§ PROBLEM TO WORK ON: How many lines of the data below contain the string "ymax"? Tally them and give only the number.

## begin DATA FOR PROCESSING

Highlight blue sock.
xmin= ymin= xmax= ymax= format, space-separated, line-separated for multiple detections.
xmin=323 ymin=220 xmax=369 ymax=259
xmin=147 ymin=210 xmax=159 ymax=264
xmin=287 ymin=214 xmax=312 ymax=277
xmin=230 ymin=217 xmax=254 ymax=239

## end DATA FOR PROCESSING

§ OUTPUT OF THE EXERCISE: 5